--- begin DATA FOR THE TASK ---

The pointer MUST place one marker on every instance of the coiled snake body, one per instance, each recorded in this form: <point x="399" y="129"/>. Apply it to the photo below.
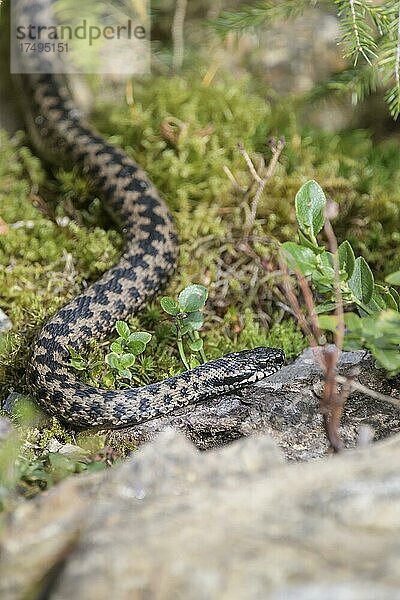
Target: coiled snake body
<point x="59" y="133"/>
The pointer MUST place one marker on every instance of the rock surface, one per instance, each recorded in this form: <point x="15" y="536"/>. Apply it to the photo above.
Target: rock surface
<point x="235" y="523"/>
<point x="284" y="405"/>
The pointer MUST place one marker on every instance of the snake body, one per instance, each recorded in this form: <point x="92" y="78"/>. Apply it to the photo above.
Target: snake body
<point x="60" y="134"/>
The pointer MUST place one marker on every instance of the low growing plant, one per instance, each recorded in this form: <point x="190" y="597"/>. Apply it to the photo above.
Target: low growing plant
<point x="188" y="319"/>
<point x="372" y="317"/>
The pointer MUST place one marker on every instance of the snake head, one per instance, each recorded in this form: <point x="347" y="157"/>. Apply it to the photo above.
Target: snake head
<point x="240" y="369"/>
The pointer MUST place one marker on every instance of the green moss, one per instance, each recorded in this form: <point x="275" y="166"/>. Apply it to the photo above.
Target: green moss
<point x="185" y="134"/>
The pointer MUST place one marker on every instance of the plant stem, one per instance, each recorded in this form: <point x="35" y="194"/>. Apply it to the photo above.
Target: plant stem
<point x="182" y="352"/>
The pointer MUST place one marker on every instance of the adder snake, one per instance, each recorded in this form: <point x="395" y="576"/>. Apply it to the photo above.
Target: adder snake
<point x="61" y="136"/>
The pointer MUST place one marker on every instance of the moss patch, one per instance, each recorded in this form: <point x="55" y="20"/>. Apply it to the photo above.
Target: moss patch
<point x="185" y="134"/>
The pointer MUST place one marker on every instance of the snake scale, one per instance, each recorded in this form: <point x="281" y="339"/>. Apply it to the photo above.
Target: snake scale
<point x="61" y="136"/>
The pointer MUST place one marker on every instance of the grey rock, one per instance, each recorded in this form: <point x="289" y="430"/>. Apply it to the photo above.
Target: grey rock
<point x="237" y="523"/>
<point x="10" y="403"/>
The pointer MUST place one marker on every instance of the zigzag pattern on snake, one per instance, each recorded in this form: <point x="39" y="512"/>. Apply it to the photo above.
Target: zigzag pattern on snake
<point x="61" y="136"/>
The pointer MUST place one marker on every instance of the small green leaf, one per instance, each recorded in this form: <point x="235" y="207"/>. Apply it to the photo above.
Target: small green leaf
<point x="140" y="336"/>
<point x="310" y="205"/>
<point x="126" y="361"/>
<point x="388" y="297"/>
<point x="125" y="373"/>
<point x="169" y="305"/>
<point x="79" y="365"/>
<point x="393" y="278"/>
<point x="195" y="320"/>
<point x="361" y="282"/>
<point x="396" y="297"/>
<point x="325" y="307"/>
<point x="346" y="258"/>
<point x="112" y="360"/>
<point x="123" y="329"/>
<point x="195" y="345"/>
<point x="116" y="347"/>
<point x="304" y="241"/>
<point x="108" y="380"/>
<point x="136" y="347"/>
<point x="192" y="298"/>
<point x="328" y="322"/>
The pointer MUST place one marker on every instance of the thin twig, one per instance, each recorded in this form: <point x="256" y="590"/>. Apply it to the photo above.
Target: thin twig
<point x="355" y="385"/>
<point x="177" y="34"/>
<point x="276" y="147"/>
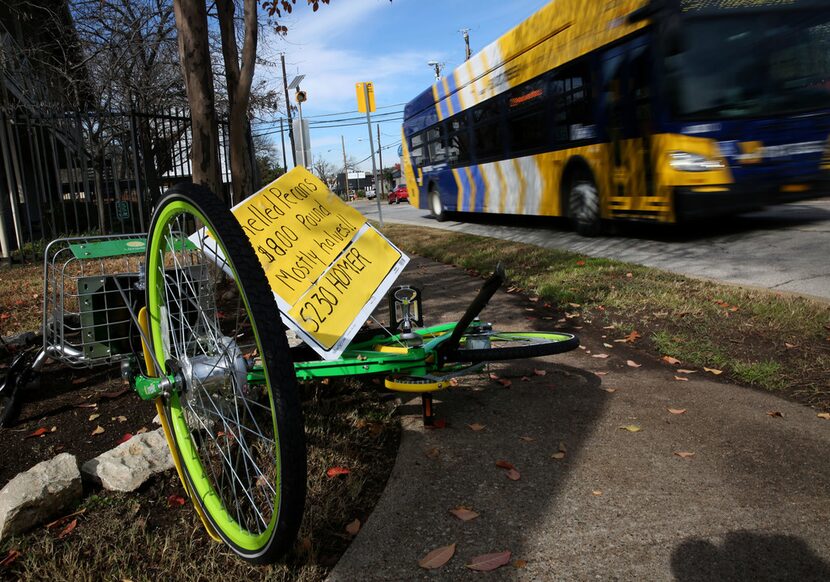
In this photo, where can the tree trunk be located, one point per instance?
(239, 81)
(194, 54)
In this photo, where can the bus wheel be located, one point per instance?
(583, 207)
(436, 207)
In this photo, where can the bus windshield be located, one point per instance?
(750, 65)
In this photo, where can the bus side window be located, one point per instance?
(459, 139)
(435, 146)
(416, 149)
(527, 114)
(489, 141)
(573, 116)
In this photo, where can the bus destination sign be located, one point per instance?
(710, 6)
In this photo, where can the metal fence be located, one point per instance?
(75, 173)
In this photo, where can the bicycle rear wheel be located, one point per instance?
(511, 345)
(212, 316)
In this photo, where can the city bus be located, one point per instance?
(658, 110)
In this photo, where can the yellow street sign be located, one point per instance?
(327, 266)
(361, 96)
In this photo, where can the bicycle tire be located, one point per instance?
(514, 345)
(241, 444)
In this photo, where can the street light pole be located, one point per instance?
(437, 66)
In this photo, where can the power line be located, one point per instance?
(324, 126)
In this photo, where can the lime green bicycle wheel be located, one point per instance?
(212, 320)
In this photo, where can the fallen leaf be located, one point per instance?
(464, 514)
(488, 562)
(68, 529)
(39, 432)
(10, 558)
(437, 557)
(336, 471)
(630, 338)
(63, 519)
(631, 428)
(353, 527)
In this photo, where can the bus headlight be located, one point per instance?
(689, 162)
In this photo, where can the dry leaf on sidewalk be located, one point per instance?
(488, 562)
(437, 557)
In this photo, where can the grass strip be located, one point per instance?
(775, 341)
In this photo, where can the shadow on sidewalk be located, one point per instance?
(748, 556)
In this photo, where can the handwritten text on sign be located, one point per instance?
(327, 267)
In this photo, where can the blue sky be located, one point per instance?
(388, 43)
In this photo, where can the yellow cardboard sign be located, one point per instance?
(361, 96)
(328, 268)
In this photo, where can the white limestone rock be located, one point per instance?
(45, 491)
(130, 464)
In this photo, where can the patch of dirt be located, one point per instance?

--- end DATA FOR THE TASK ---

=== WRITTEN TASK ===
Repeat exactly the lines above from the line that contains "In this photo, where can the dry" through the end. Include both of these ends; leave out everything else.

=== REPLY TO THE EXERCISE ===
In this photo, where can the dry leaf on sidewalk be located, one point per instance?
(488, 562)
(437, 557)
In this photo, where can the grass strip be located, one point per instance?
(775, 341)
In this photo, where can the shadow on sidewalk be located, one point per instance?
(748, 556)
In this photo, where can the handwritten text on sign be located, one point per instance?
(327, 267)
In this photo, where can the blue sky be located, one point per instance?
(388, 43)
In this photo, where can the yellow cardboard sign be located, one point per instance?
(361, 96)
(328, 268)
In this photo, where can the white limestone rock be located, one point per instance?
(45, 491)
(130, 464)
In this photo, where can the patch of dirt be located, one point per instance?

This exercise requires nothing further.